▶ [DO THIS] Rewrite the lines below, changing every "thickest part" to "widest part" and leaving everything else untouched.

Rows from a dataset
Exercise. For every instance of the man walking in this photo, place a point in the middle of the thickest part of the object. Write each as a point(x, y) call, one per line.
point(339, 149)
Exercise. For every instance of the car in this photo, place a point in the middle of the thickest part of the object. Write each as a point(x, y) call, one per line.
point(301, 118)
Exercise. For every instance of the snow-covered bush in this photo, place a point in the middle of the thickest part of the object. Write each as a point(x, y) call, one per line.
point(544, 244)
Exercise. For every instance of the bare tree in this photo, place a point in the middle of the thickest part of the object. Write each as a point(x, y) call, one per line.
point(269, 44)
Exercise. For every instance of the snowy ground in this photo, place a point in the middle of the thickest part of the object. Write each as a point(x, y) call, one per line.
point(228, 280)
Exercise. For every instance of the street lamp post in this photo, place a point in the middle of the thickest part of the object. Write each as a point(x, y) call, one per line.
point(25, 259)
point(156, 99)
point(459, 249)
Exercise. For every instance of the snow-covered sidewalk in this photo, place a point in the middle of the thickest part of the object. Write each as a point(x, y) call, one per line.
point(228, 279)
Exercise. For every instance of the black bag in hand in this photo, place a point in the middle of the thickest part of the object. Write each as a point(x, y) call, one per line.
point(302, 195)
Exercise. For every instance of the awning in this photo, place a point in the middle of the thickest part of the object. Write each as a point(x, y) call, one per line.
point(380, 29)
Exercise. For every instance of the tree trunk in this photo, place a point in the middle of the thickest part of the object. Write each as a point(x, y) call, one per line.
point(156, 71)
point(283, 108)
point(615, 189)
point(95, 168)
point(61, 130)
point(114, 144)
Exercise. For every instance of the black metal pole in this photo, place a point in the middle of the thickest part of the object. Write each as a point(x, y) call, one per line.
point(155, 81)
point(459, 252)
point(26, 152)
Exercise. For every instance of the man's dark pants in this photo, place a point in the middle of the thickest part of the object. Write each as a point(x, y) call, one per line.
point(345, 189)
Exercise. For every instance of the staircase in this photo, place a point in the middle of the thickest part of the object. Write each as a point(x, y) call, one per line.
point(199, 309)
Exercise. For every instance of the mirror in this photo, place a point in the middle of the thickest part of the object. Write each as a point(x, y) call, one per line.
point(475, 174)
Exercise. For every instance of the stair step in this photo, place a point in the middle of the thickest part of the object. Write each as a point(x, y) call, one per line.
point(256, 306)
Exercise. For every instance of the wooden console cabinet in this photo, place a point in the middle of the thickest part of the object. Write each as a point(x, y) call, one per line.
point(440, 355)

▶ [RESULT FOR THIS TASK]
Exercise. For every instance of the man walking in this photo, place a point in the middle of the widest part of the object. Write each as a point(x, y) call, one per line.
point(339, 149)
Exercise. For every instance of the car in this photo, place a point in the middle of the widest part of the object. Write each as a point(x, y) call, one per line.
point(301, 118)
Exercise. For every instance of the snow-covered bush in this photo, place a point in the middle of the widest part of the object. Write each as a point(x, y) call, one per line.
point(544, 244)
Exercise. For every instance of the bare tree in this photo, place a point in the middle of the widest part of the object. Write each as a point(x, y) call, one per line.
point(269, 44)
Exercise. For every instance of the snowy ground in this photo, place a point in the middle of the widest part of the object. Write each as a point(x, y) call, one per line.
point(228, 280)
Exercise. For every instance of the street lamp post in this photo, place a point in the middle of the widest part of the object. Write each as a point(x, y) call, one per line.
point(25, 259)
point(156, 99)
point(459, 249)
Exercise. For every instance of the snow-covered sidewalk in this photo, place a point in the middle of the widest part of the object. Write each as a point(x, y) call, one per line.
point(228, 279)
Exercise. For every instance of the black bag in hand in this photo, place a point in the middle of the widest part of the object. Write each as a point(x, y) call, one per line.
point(302, 195)
Exercise. For every instance of the awning in this photo, place a point in the middle of the widest part of the object. Write each as a point(x, y) call, one per line.
point(380, 29)
Exercise. For every instance of the tree trunk in this photo, place a point in the middle of the widest part of the object. Write each as a point(x, y) call, one per line.
point(156, 71)
point(283, 108)
point(615, 189)
point(95, 168)
point(61, 130)
point(114, 144)
Exercise. For every instance of the black metal pole in this photo, place a point in the middle of the widest part of the object. Write each as a point(x, y) call, one per line.
point(155, 81)
point(459, 252)
point(26, 152)
Exercise. For every instance of the man's dark pants in this photo, place a point in the middle of the widest part of the object. Write each as a point(x, y) call, one per line.
point(345, 189)
Exercise. For every instance of the staircase in this photo, place a point in the middle of the widest part of the object. Write each as a point(x, y) call, one per line.
point(199, 309)
Exercise. For every instance of the mirror in this photo, place a point in the middle of the widest part of the object. Write each as a point(x, y) call, one per line.
point(475, 174)
Exercise. For every instance of the stair step in this photo, place a point in the middle of the widest part of the object. Write each as a point(x, y) call, one per line.
point(256, 306)
Exercise. For every instance of the wooden console cabinet in this photo, place a point in the middle of the widest part of the object. Write each as a point(x, y) call, one per line.
point(440, 355)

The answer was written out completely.